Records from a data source
★ ★ ★

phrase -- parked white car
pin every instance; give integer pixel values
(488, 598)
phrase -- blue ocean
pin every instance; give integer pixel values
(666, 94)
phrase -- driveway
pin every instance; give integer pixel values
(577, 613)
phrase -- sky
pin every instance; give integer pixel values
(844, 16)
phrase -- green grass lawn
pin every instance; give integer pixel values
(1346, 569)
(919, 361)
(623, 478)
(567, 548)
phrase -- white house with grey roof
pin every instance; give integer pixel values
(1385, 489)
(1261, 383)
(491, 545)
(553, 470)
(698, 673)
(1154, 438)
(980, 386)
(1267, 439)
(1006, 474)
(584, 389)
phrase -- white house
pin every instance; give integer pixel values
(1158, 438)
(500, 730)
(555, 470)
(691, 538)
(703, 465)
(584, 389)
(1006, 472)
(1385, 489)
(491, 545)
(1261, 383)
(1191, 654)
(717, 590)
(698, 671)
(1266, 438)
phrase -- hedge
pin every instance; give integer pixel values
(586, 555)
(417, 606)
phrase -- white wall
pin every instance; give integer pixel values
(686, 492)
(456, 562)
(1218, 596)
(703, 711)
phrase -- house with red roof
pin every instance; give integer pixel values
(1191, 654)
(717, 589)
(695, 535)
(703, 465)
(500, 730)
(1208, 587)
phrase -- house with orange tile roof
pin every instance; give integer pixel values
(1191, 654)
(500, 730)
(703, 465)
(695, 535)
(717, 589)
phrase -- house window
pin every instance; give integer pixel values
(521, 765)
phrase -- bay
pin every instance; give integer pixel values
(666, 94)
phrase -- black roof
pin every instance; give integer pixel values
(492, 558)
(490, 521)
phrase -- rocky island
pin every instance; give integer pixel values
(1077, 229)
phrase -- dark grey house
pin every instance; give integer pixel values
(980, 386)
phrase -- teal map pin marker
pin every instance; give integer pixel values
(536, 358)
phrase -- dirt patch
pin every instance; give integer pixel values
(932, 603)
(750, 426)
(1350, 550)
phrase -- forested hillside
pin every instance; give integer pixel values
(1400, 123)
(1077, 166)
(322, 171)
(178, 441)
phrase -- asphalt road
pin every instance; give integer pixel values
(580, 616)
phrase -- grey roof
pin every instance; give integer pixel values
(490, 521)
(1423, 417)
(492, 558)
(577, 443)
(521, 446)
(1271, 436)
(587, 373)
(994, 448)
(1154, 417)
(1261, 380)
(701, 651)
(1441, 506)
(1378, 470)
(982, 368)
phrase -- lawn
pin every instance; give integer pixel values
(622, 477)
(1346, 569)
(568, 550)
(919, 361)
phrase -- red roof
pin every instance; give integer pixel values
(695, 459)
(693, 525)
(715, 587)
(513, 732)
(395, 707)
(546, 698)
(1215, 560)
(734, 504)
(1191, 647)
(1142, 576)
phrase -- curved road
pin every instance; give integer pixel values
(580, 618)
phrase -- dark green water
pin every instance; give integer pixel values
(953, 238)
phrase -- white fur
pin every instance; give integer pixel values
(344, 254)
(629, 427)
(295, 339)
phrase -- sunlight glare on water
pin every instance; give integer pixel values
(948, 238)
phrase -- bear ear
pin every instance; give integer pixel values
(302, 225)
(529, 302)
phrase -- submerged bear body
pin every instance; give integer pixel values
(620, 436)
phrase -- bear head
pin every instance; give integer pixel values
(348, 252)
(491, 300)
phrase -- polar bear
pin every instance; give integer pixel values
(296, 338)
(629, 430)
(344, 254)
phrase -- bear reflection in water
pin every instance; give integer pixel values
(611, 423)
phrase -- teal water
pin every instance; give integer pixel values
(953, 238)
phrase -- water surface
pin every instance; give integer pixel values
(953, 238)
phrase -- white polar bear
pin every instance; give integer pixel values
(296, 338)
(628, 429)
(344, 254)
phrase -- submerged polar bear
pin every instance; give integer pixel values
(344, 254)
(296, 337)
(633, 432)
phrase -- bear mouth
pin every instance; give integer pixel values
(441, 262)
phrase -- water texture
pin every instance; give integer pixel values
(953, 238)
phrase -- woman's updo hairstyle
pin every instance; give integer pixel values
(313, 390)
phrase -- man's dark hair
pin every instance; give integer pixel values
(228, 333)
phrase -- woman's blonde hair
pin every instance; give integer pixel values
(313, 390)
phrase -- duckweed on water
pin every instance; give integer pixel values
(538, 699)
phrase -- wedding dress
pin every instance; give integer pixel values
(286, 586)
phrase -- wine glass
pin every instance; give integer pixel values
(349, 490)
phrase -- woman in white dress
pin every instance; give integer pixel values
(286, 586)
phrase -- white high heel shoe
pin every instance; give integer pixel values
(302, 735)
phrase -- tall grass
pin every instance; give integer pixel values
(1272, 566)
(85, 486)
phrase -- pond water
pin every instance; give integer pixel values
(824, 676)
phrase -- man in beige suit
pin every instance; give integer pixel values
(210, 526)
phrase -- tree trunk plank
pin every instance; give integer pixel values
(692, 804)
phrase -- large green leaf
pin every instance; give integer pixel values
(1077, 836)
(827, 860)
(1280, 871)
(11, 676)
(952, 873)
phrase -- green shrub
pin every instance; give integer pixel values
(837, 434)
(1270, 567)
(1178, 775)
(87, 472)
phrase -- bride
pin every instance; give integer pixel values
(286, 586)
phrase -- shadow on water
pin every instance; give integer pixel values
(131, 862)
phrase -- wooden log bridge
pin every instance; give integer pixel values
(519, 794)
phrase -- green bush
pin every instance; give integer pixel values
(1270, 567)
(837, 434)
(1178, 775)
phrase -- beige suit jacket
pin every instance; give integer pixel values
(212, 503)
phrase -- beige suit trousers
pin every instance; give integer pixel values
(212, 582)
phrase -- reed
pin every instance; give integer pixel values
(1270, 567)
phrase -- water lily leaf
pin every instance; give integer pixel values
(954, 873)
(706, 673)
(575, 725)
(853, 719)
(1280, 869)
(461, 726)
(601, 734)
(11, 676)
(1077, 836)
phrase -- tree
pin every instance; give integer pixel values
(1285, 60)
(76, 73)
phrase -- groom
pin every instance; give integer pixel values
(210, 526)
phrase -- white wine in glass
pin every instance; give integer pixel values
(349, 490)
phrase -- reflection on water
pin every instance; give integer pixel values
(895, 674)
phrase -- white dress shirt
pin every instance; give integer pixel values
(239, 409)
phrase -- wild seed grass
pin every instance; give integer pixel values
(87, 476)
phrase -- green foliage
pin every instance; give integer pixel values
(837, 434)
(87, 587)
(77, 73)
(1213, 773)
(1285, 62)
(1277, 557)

★ ★ ★

**Brief:** Please restate the data word for word, every record included.

**The answer:**
phrase -- parked white car
pin every instance; give integer pixel values
(488, 598)
phrase -- blue ocean
pin every instance; give integer pixel values
(666, 94)
phrase -- driveway
pin every instance; give integer pixel values
(577, 613)
phrase -- sky
pin every instance; give integer pixel values
(844, 16)
phrase -- green grass lawn
pin every instance; give integer pixel values
(1346, 569)
(919, 361)
(623, 478)
(567, 548)
phrase -- white house with grey roof
pin every instance; give integer pixel values
(1385, 489)
(1261, 383)
(491, 545)
(553, 470)
(698, 673)
(1154, 438)
(980, 386)
(1267, 439)
(1006, 474)
(584, 389)
phrase -- white house
pin every instance; give integer pixel values
(1158, 438)
(500, 730)
(555, 470)
(691, 538)
(703, 465)
(584, 389)
(1006, 472)
(1385, 489)
(491, 545)
(1261, 383)
(1191, 654)
(717, 590)
(698, 671)
(1266, 438)
phrase -- hedge
pin every instance; give integer pixel values
(586, 555)
(417, 606)
phrase -- white wall
pin every instance; give integer pixel values
(686, 492)
(456, 562)
(1218, 596)
(703, 711)
phrase -- house with red roof
pin every instance; give integer pixel values
(1191, 654)
(717, 589)
(695, 535)
(703, 465)
(500, 730)
(1208, 587)
phrase -- house with orange tile roof
pin every instance; give integer pixel values
(1191, 654)
(500, 730)
(703, 465)
(695, 535)
(717, 589)
phrase -- house window
pin every instance; give integer pixel values
(521, 765)
phrase -- bay
pin every instance; give integer pixel values
(666, 94)
phrase -- black roof
pin every instance; give integer pixel values
(492, 558)
(490, 521)
phrase -- rocky island
pin every instance; give integer pixel values
(1077, 229)
phrase -- dark grey house
pin every instance; give integer pixel values
(980, 386)
phrase -- teal map pin marker
pin every instance; give integer pixel values
(536, 358)
phrase -- dirt patch
pin every instance; give integer pixel values
(932, 603)
(750, 426)
(1350, 550)
phrase -- forested hillside
pin every instance; give integer pixel values
(1400, 123)
(1077, 166)
(322, 171)
(178, 441)
phrase -- asphalt road
pin every instance; give integer pixel values
(580, 616)
phrase -- grey roof
pin every instance; give integer pixel values
(490, 521)
(1423, 417)
(492, 558)
(577, 443)
(521, 446)
(1271, 436)
(587, 373)
(994, 448)
(1154, 417)
(1261, 380)
(701, 651)
(1441, 506)
(1378, 470)
(982, 368)
phrase -- lawn
pin every instance; give integer pixel values
(622, 477)
(1346, 569)
(568, 550)
(919, 361)
phrase -- red roof
pin every instance; give integer pixel values
(695, 459)
(693, 525)
(715, 587)
(513, 732)
(395, 707)
(546, 698)
(1215, 560)
(734, 504)
(1191, 647)
(1142, 576)
phrase -- curved road
pin every instance; give integer pixel values
(580, 618)
phrase -- dark green water
pin every instance; give integer pixel values
(953, 238)
phrase -- white fur
pin every instance; give integer pixel values
(344, 254)
(629, 427)
(295, 339)
phrase -- sunlight glare on water
pin every instance; give integer pixel values
(948, 238)
phrase -- bear ear
pin every instance; give integer pixel values
(302, 225)
(529, 302)
phrase -- submerged bear body
pin every instance; give integer pixel values
(620, 436)
phrase -- bear head
pin every instance; give integer pixel values
(348, 252)
(491, 300)
phrase -- polar bear
pin every instance; give integer pixel values
(296, 338)
(629, 430)
(344, 254)
phrase -- bear reflection in water
pin every instance; give integer pixel values
(611, 423)
phrase -- teal water
pin every instance; give integer pixel values
(953, 238)
phrase -- water surface
pin every instance; give integer pixel values
(953, 238)
phrase -- white polar bear
pin every instance; give integer pixel values
(296, 338)
(628, 429)
(344, 254)
phrase -- submerged polar bear
pin every instance; give integer pixel values
(344, 254)
(296, 337)
(633, 432)
phrase -- bear mouth
pin every instance; give integer pixel values
(441, 262)
phrase -- water texture
pin every instance; give integer pixel values
(953, 238)
phrase -- woman's updo hairstyle
pin every instance; give integer pixel values
(313, 390)
phrase -- man's dark hair
pin every instance; give integer pixel values
(228, 333)
phrase -- woman's blonde hair
pin every instance; give integer pixel values
(313, 390)
phrase -- duckweed on water
pin every instance; give integer pixel values
(538, 699)
phrase -- wedding dress
pin every instance; give integer pixel values
(286, 586)
phrase -- wine glass
pin every instance; give integer pixel values
(349, 490)
phrase -- woman in white dress
pin every instance; give integer pixel values
(286, 586)
phrase -- white high heel shoe
pin every instance; give integer pixel values
(302, 735)
phrase -- tall grass
pin every instance; give integer pixel values
(1272, 566)
(85, 486)
phrase -- pond water
pin every instance; give integer pixel values
(824, 676)
phrase -- man in beige suit
pin every instance; give integer pixel values
(210, 526)
phrase -- tree trunk plank
pin every instance; give integer pixel values
(692, 804)
phrase -- large green leaf
pin every instance; give integer pixel values
(1077, 836)
(827, 860)
(1280, 871)
(11, 676)
(952, 873)
phrase -- green shrub
pin every instance; give integer pixel values
(837, 434)
(1270, 567)
(1178, 775)
(87, 472)
phrase -- bride
pin every instance; give integer pixel values
(286, 586)
phrase -- shadow on water
pin every instance; give integer pixel values
(131, 862)
phrase -- wooden log bridge
pin every instance; give integer pixel values
(519, 794)
phrase -- green bush
pin every instance; give integer pixel values
(1270, 567)
(837, 434)
(1178, 775)
phrase -- beige suit jacket
pin every instance; give integer pixel values
(212, 503)
phrase -- beige suit trousers
pin every instance; give integer pixel values
(212, 582)
phrase -- reed
pin every instance; give integer pixel values
(1270, 567)
phrase -- water lily leaf
pin every instance; give integer pixel values
(954, 873)
(706, 673)
(575, 725)
(853, 719)
(1280, 869)
(461, 726)
(601, 734)
(11, 676)
(1077, 836)
phrase -- tree
pin every instance; give integer pixel values
(1285, 60)
(76, 73)
phrase -- groom
pin every instance; give integer pixel values
(210, 526)
phrase -- white wine in glass
pin every instance; give integer pixel values
(349, 490)
phrase -- reflection on water
pin every instance; give integer pixel values
(895, 674)
phrase -- white dress shirt
pin every instance; give integer pixel values
(239, 409)
phrase -- wild seed grass
pin every instance; give integer pixel values
(87, 476)
phrase -- green foliage
pin every instance; give integer pixel values
(837, 434)
(87, 587)
(77, 73)
(1213, 773)
(1285, 62)
(1277, 557)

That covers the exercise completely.